Excerpt provided =>
Engineering giant Rolls-Royce has confirmed plans to shed thousands of jobs across its global workforce due to a downturn in the aviation industry caused by the coronavirus crisis.
There had been speculation that the firm was set to cut 8,000 jobs – but in a statement released this morning Rolls-Royce announced that it was looking to shed 9,000 positions from its global workforce of 52,000.
The company has also confirmed that the cuts will predominantly affect its civil aerospace business, which has its UK base in Derby.
Rolls-Royce is Derby’s largest private sector employer with around 12,000 staff. As well as being home to its civil aerospace business in Sinfin, Rolls-Royce’s Defence site is in Raynesway. The firm said that it will not be looking to reduce headcount in Defence.
Rolls-Royce said as well as cutting jobs it would also explore opportunities to move people into its Defence business.
Because it needs to consult first with employee and trade union representatives, the firm is not revealing how many jobs will go at specific sites.

Work to be completed => Duplicate the entire article on Rolls-Royce's job cuts word for word.

Natural-language object grounding data =>

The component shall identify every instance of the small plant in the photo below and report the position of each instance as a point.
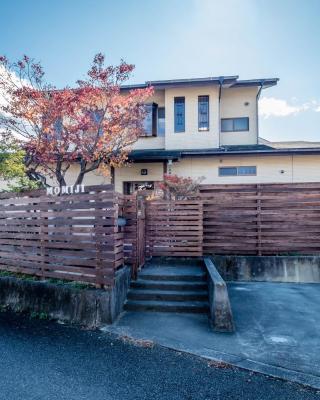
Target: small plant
(39, 315)
(179, 188)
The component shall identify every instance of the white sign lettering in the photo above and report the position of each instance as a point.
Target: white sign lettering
(56, 190)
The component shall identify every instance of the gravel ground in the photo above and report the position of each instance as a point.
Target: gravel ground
(45, 360)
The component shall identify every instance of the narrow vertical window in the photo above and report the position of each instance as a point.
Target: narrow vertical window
(203, 113)
(179, 114)
(161, 121)
(150, 120)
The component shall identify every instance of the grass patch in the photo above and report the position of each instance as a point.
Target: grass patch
(62, 282)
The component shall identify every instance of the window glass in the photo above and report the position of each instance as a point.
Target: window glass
(247, 170)
(58, 127)
(96, 117)
(241, 124)
(237, 171)
(147, 122)
(234, 124)
(179, 114)
(203, 113)
(228, 171)
(226, 125)
(161, 121)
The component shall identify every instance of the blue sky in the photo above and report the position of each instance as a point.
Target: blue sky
(181, 39)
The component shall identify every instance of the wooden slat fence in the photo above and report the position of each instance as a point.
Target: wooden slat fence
(174, 228)
(264, 219)
(73, 237)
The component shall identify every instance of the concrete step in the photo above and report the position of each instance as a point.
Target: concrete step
(167, 295)
(181, 276)
(167, 306)
(169, 285)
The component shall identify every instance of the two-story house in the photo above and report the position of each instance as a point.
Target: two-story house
(209, 127)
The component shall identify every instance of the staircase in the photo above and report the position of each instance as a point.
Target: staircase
(170, 286)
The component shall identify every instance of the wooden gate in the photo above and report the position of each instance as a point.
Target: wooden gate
(141, 233)
(174, 228)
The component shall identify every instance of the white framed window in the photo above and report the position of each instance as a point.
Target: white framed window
(235, 124)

Response box =>
Engineering giant Rolls-Royce has confirmed plans to shed thousands of jobs across its global workforce due to a downturn in the aviation industry caused by the coronavirus crisis.
There had been speculation that the firm was set to cut 8,000 jobs – but in a statement released this morning Rolls-Royce announced that it was looking to shed 9,000 positions from its global workforce of 52,000.
The company has also confirmed that the cuts will predominantly affect its civil aerospace business, which has its UK base in Derby.
Rolls-Royce is Derby’s largest private sector employer with around 12,000 staff. As well as being home to its civil aerospace business in Sinfin, Rolls-Royce’s Defence site is in Raynesway. The firm said that it will not be looking to reduce headcount in Defence.
Rolls-Royce said as well as cutting jobs it would also explore opportunities to move people into its Defence business.
Because it needs to consult first with employee and trade union representatives, the firm is not revealing how many jobs will go at specific sites.